Count the lines in the data below that have "space" in them, and reply with only that number.

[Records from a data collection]
++++++

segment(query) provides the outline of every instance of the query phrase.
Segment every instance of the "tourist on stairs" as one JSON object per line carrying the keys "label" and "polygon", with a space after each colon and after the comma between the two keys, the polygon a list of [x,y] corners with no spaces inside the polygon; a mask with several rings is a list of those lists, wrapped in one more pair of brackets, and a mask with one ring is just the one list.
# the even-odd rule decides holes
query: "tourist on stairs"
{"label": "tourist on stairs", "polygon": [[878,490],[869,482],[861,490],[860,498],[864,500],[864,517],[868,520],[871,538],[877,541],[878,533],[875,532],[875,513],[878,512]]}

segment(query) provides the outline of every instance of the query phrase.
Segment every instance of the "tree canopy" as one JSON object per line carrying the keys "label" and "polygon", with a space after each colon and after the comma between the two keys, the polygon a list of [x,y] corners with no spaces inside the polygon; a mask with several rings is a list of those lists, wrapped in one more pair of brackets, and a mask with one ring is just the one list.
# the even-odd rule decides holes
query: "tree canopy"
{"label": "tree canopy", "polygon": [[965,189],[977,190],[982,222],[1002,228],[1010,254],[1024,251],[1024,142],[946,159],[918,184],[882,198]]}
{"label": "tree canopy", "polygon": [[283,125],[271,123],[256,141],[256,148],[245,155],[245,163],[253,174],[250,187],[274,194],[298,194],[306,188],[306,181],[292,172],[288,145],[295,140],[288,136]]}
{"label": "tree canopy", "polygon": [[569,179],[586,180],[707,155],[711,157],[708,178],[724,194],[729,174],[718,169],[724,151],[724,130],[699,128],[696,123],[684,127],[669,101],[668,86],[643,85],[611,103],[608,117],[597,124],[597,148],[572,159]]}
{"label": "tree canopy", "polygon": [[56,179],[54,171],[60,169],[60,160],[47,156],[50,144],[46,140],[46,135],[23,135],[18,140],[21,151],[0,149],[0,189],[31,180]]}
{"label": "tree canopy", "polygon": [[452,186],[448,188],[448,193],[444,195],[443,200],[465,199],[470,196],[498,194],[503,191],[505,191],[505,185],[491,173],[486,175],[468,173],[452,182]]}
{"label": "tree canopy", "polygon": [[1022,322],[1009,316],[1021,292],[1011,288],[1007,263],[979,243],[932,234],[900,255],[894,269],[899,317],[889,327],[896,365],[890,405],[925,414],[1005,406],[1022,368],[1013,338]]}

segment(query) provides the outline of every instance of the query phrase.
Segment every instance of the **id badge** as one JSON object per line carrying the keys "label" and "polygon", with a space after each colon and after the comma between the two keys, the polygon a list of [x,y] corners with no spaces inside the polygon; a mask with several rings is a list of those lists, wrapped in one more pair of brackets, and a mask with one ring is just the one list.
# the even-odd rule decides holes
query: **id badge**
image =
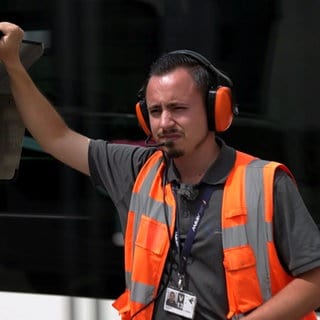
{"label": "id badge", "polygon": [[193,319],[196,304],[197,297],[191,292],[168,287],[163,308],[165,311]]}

++++++

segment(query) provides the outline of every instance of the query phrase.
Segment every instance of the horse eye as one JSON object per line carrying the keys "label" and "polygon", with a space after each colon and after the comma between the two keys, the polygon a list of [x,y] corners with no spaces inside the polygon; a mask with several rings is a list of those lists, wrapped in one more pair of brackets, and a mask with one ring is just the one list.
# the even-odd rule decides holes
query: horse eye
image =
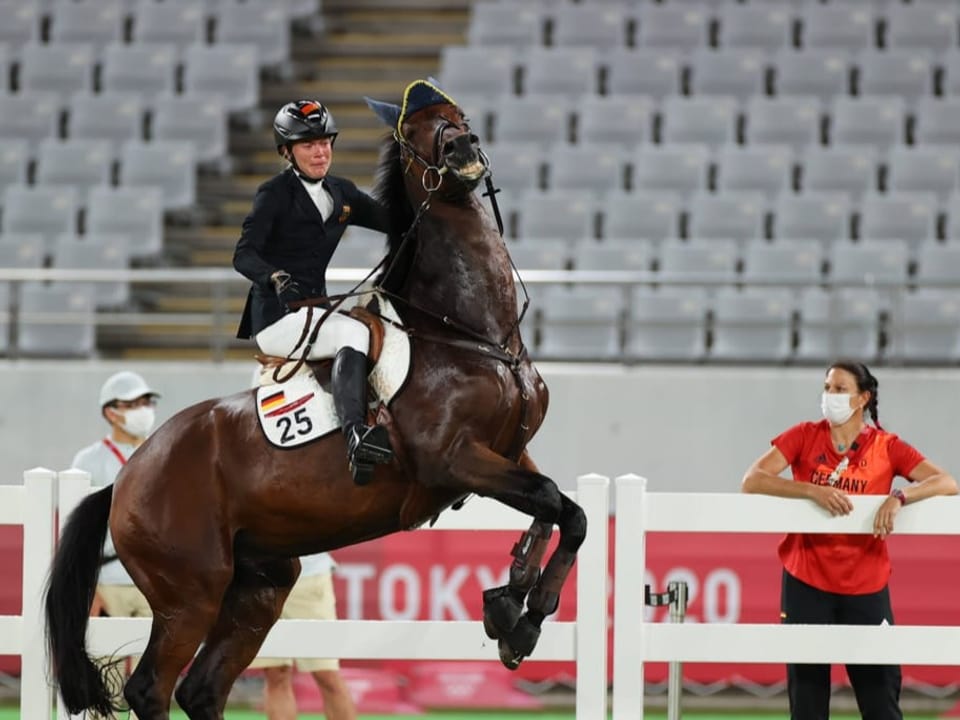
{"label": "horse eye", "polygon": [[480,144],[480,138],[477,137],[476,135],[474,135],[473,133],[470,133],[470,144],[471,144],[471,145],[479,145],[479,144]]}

++++++

▶ _Response area_
4